**PROVIDED PASSAGE:**
>>
Bone marrow breakthrough eases treatment
Updated on 02 September 2009
Children needing bone marrow transplants could be spared chemotherapy side effects after doctors develop a new technique to prevent rejection.
A new life saving technique has been developed to treat terminally ill children in need of bone marrow transplants.
Patients with Primary Immunodeficiencies (PID) can now be given antibodies instead of standard chemotherapy to prepare them for transplants.
The technique pioneered by doctors at Ormond Street Hospital and the UCL Institute of Child Health is more effective and has fewer side effects than traditional chemotherapy which can cause organ damage and infertility.
Dr Persis Amrolia, a consultant in bone marrow transplants at GOSH who led the research published today in The Lancet said: "Because this technique gives us an alternative to intensive chemotherapy, the treatment we can offer is safer, and provides a greater chance of allowing these children to grow up to lead normal healthy lives.
"We didn’t see any of the hair loss and sickness normally associated with intensive chemotherapy for BMT, there was much less damage to the liver, lungs and gut and we anticipate none of the harmful long-term side effects.
"This represents a major breakthrough in how we treat patients who have PID."
The technique has been used to save the lives of 13 out of 16 children too sick to undergo a traditional bone marrow transplant, over the last ten years.
As well as being cured of their underlying diseases, they also recovered twice as quickly as those given the standard treatment. Fifty children with PID receive a transplant each year in the UK.
<<
**BRIEF A:**
Answer these questions from the bone marrow article:
(i) What can patients with PID now be given instead of standard chemotherapy?
(ii) In which publication was the research led by Dr Persis Amrolia published?
(iii) How many children with PID receive a transplant each year in the UK?
**BRIEF B:** Reproduce word for word the part of the bone marrow article starting with "Patients with Primary" and going on through "normal healthy lives.".

**AVAILABLE DATA:**
>>
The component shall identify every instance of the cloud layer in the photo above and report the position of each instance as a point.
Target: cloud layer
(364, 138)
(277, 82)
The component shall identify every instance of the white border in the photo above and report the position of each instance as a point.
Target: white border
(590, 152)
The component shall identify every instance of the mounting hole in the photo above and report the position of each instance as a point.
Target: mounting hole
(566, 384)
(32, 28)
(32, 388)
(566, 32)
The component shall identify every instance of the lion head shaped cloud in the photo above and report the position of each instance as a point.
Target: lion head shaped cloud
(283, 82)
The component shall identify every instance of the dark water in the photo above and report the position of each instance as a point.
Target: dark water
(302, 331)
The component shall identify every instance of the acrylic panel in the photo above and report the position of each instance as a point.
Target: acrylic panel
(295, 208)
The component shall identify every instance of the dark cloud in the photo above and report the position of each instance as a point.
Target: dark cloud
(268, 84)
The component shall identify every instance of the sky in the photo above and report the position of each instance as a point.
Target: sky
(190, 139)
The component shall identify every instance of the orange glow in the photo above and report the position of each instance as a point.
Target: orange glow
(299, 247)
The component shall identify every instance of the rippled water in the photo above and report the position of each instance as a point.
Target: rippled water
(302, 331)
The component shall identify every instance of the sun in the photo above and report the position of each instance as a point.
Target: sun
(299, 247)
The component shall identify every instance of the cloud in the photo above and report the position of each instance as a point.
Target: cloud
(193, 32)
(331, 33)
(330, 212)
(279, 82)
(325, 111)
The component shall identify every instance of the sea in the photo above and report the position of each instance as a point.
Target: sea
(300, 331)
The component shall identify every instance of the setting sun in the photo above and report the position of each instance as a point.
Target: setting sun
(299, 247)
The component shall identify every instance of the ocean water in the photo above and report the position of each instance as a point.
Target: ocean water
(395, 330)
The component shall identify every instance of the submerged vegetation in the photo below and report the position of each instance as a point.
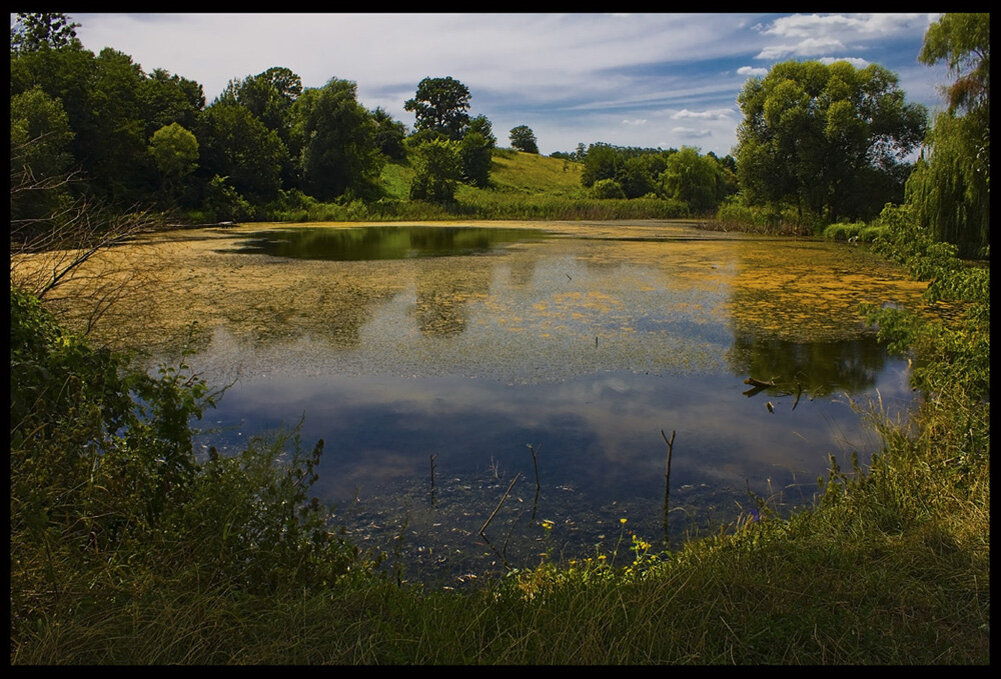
<<
**WRITTEN ANSWER A:**
(i) Antibodies
(ii) The Lancet
(iii) Fifty

**WRITTEN ANSWER B:**
Patients with Primary Immunodeficiencies (PID) can now be given antibodies instead of standard chemotherapy to prepare them for transplants.
The technique pioneered by doctors at Ormond Street Hospital and the UCL Institute of Child Health is more effective and has fewer side effects than traditional chemotherapy which can cause organ damage and infertility.
Dr Persis Amrolia, a consultant in bone marrow transplants at GOSH who led the research published today in The Lancet said: "Because this technique gives us an alternative to intensive chemotherapy, the treatment we can offer is safer, and provides a greater chance of allowing these children to grow up to lead normal healthy lives.